▶ _Written problem 1_
From the profile of Nicole Hunt, pull out the passage starting with "Hunt, 26, had" and going on through "school shortly after.", copied word for word.
▶ _Written problem 2_
Please extend the profile of Nicole Hunt with new paragraphs that pick up after its final sentence.

Feb 26, 2020 People
Metro digital editor Tess Nichol talks to Nicole Hunt, photographer and activist, about Ihumatao, Merata Mita, and visiting the United Nations Climate Change Conference.
When someone tells you a movie is life changing, they rarely mean it literally. Nicole Hunt does. She decided on the spot to become a film-maker after seeing Merata: How Mum Decolonised the Screen at the 2018 New Zealand International Film Festival.
Hunt, 26, had already been carving a name for herself as a photographer in Auckland for several years (including having her work featured in Metro), taking photos of the music gigs and club nights that make Karangahape Rd’s heart beat. As poet Tayi Tibble wrote of Hunt’s work, it invokes “a sort of scene, a buzz which… makes you wish you were there”.
Merata, and the accompanying talk by Mita’s son Heperi Mita, made Hunt realise film offered something photography couldn’t: the ability to tell fuller, more powerful stories. “It was an easy decision for me, like, ‘Oh, that’s what I’m meant to be doing,’” Hunt says now. She signed up for film school shortly after.

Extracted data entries
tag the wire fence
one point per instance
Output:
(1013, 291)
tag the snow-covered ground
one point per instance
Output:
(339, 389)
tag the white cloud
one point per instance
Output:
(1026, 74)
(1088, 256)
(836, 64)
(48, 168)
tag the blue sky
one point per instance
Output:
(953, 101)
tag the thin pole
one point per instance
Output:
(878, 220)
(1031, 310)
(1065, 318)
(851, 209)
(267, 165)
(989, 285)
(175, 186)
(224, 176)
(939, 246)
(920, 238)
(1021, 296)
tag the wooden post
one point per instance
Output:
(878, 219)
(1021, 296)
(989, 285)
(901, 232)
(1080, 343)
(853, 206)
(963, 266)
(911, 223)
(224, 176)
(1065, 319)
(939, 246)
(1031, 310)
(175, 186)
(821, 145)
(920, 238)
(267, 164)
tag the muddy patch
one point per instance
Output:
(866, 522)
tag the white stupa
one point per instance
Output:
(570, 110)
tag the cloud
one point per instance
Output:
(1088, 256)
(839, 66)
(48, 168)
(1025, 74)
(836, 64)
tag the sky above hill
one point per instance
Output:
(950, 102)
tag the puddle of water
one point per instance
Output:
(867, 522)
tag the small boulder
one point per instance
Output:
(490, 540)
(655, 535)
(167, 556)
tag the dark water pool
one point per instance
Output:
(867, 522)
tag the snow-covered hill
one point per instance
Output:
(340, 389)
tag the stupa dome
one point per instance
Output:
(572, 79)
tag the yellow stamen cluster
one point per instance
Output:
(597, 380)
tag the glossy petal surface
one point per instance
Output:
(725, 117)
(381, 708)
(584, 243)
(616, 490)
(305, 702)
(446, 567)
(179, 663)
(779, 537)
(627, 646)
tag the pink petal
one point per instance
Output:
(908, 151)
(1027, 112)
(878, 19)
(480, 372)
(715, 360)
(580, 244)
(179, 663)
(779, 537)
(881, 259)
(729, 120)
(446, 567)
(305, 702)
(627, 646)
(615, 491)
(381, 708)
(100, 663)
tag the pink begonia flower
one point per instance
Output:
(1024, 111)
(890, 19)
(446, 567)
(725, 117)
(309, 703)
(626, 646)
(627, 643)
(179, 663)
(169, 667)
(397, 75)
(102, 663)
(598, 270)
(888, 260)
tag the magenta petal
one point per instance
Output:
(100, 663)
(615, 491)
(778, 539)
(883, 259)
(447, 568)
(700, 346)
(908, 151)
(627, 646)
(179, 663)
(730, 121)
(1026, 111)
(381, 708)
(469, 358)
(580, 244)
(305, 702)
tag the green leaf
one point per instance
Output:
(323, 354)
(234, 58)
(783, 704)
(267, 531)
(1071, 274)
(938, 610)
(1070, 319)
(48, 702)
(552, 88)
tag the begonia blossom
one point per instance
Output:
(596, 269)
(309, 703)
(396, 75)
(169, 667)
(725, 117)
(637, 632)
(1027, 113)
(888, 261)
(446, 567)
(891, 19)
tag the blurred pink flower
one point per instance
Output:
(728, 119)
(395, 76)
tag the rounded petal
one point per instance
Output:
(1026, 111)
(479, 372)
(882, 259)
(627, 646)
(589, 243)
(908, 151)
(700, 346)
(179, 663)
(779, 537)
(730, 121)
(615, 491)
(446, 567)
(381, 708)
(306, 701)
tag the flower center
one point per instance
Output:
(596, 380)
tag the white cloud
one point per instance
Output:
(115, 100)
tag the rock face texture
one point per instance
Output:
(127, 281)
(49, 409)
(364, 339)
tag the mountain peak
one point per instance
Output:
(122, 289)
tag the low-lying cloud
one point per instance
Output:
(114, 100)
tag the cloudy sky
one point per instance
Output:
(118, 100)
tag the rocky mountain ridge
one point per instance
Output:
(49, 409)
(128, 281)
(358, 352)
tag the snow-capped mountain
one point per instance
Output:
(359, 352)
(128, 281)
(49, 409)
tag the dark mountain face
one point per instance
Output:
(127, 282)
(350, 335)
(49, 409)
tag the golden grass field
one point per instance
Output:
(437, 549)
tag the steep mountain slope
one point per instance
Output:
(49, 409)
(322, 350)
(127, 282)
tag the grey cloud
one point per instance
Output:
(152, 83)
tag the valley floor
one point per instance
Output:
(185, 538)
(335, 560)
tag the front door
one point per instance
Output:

▶ _Task answer 1_
Hunt, 26, had already been carving a name for herself as a photographer in Auckland for several years (including having her work featured in Metro), taking photos of the music gigs and club nights that make Karangahape Rd’s heart beat. As poet Tayi Tibble wrote of Hunt’s work, it invokes “a sort of scene, a buzz which… makes you wish you were there”.
Merata, and the accompanying talk by Mita’s son Heperi Mita, made Hunt realise film offered something photography couldn’t: the ability to tell fuller, more powerful stories. “It was an easy decision for me, like, ‘Oh, that’s what I’m meant to be doing,’” Hunt says now. She signed up for film school shortly after.

▶ _Task answer 2_
“I’m not an academic, I’m not any other way inclined than art, but I can change the way people think if I can tell [indigenous] stories,” she says. We’re sitting in Verona on K’ Rd a year or so after the screening; her one-year diploma at South Seas Film School is nearly finished. Mita, the first Maori woman to write and direct a feature film, is still Hunt’s biggest inspiration. “She’s goals for me. Her way of using art as a tool for politics — it was the perfect way to do it.”
Hunt is especially in awe of Mita’s work capturing the reality on the ground at Bastion Pt in the 1970s. Hunt, who is Filipino and Maori from Ngai Tuhoe and Te Arawa, has been heavily involved in her generation’s version of Bastion Pt, the struggle over Ihumatao. If you look at her Instagram, there’s a section from July last year where every picture was taken on the whenua. The most striking are a pair of photos shot at dawn; purple skies shot through with streaks of pink cloud, a stripe of mist settling above the ground and, just in front of that, a string of neon yellow dots — police vests. The images capture a spectacular sense of place and occasion, even through a phone screen.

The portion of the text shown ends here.